Texto selecionado:

O cérebro dos ratos foi infectado com um vírus durante da técnica dos cientistas

Cientistas de universidades da China e dos Estados Unidos conseguiram reverter sintomas de Parkinson em ratos ao modificar os astrócitos -um tipo de célula abundante no cérebro- para fazê-los se comportar como neurônios. A conversão permitiu restaurar a produção de dopamina nos animais.

Os astrócitos existem no cérebro em quantidade muito maior do que os neurônios. Eles exercem funções vitais para o funcionamento dos neurônios, como a transferência de nutrientes e a proteção contra substâncias danosas.

Os pesquisadores usaram uma técnica de edição genética para inibir uma proteína chamada PTB nos astrócitos. A ausência dessa proteína permite que o astrócito se converta em uma célula produtora de dopamina, como os neurônios.

Na técnica usada pelos cientistas, o cérebro dos ratos foi infectado com um vírus que funcionou como uma tesoura para extrair a proteína.

Ação necessária 1: Copie, sem nenhuma alteração, o trecho do texto sobre Parkinson em ratos que começa nas palavras contendo "Os pesquisadores usaram" e termina em "extrair a proteína.".
Ação necessária 2: No texto sobre Parkinson em ratos, qual proteína os pesquisadores inibiram nos astrócitos?
Ação necessária 3: Dê seguimento ao texto sobre a reversão de sintomas de Parkinson em ratos a partir do ponto em que ele termina.

Dados fornecidos:
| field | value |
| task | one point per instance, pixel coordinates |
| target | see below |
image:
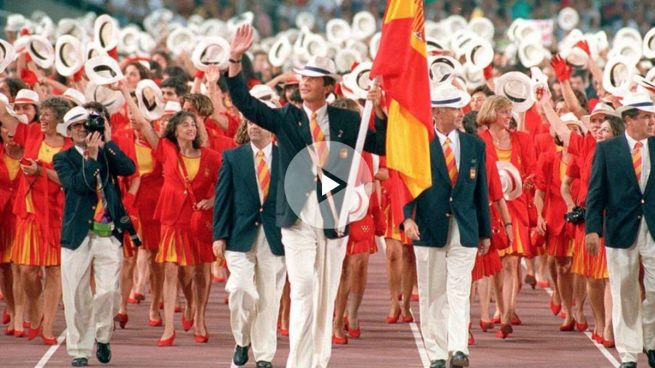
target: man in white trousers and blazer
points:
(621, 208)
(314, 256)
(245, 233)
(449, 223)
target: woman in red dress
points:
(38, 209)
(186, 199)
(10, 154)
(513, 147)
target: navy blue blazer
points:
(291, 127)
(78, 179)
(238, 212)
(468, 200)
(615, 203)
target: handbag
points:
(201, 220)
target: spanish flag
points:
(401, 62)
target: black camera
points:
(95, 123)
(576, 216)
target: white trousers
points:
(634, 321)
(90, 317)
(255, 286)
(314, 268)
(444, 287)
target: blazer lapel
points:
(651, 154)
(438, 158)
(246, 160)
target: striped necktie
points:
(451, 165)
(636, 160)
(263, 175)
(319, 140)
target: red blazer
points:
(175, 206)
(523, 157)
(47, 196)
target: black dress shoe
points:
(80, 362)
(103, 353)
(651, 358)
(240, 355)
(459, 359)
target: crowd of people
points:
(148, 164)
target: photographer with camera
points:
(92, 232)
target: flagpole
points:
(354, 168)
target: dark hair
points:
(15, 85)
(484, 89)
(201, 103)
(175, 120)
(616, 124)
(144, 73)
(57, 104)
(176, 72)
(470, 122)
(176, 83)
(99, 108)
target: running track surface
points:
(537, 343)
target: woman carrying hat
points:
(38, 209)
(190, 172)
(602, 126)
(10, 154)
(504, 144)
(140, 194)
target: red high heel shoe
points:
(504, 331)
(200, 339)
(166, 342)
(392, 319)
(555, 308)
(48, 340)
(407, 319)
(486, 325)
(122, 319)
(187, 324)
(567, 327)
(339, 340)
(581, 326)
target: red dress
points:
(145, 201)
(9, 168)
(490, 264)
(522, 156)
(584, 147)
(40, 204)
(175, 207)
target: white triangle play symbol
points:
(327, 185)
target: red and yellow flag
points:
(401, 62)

Resposta do exercício 1:
Os pesquisadores usaram uma técnica de edição genética para inibir uma proteína chamada PTB nos astrócitos. A ausência dessa proteína permite que o astrócito se converta em uma célula produtora de dopamina, como os neurônios.

Na técnica usada pelos cientistas, o cérebro dos ratos foi infectado com um vírus que funcionou como uma tesoura para extrair a proteína.

Resposta do exercício 2: A proteína PTB.

Resposta do exercício 3:
Os ratos geneticamente modificados usados no experimento não tinham a doença, mas passaram por reações químicas que criaram neles uma condição parecida com a de humanos com Parkinson: a morte de neurônios em uma região do cérebro chamada de substância negra. A falta dos neurônios na área levou à queda na produção da dopamina, um neurotransmissor que desencadeia impulsos nervosos pelo corpo. Assim, sintomas característicos da doença, como problemas motores, apareceram também nos animais.

De acordo com os resultados publicados em artigo nesta quarta-feira (24) na revista Nature, um dos periódicos científicos mais prestigiosos do mundo, as células convertidas passaram a ter função semelhante à dos neurônios perdidos pelo mal de Parkinson, e o comportamento motor dos animais foi restaurado.

O Parkinson não tem cura, mas há uma série de medicamentos e terapias que conseguem controlar os sintomas por alguns anos.
Erich Fonoff, neurocirurgião e professor da Faculdade de Medicina da USP (Universidade de São Paulo), explica que as doenças neurodegenerativas surgem com o envelhecimento e a morte precoce de células do cérebro. "O artigo mostra um avanço, mas temos um longo caminho até a técnica virar um tratamento", diz.

"No modelo, os animais têm a perda de células do cérebro, como acontece na doença, mas o motivo não é o mesmo; os ratos não têm Parkinson. Os modelos usados são muito bons, mas ainda são falhos", afirma o médico.

"Será que, nas pessoas com a doença, as células novas produziriam dopamina? Ainda não sabemos se funcionaria em humanos da mesma forma", diz Fonoff.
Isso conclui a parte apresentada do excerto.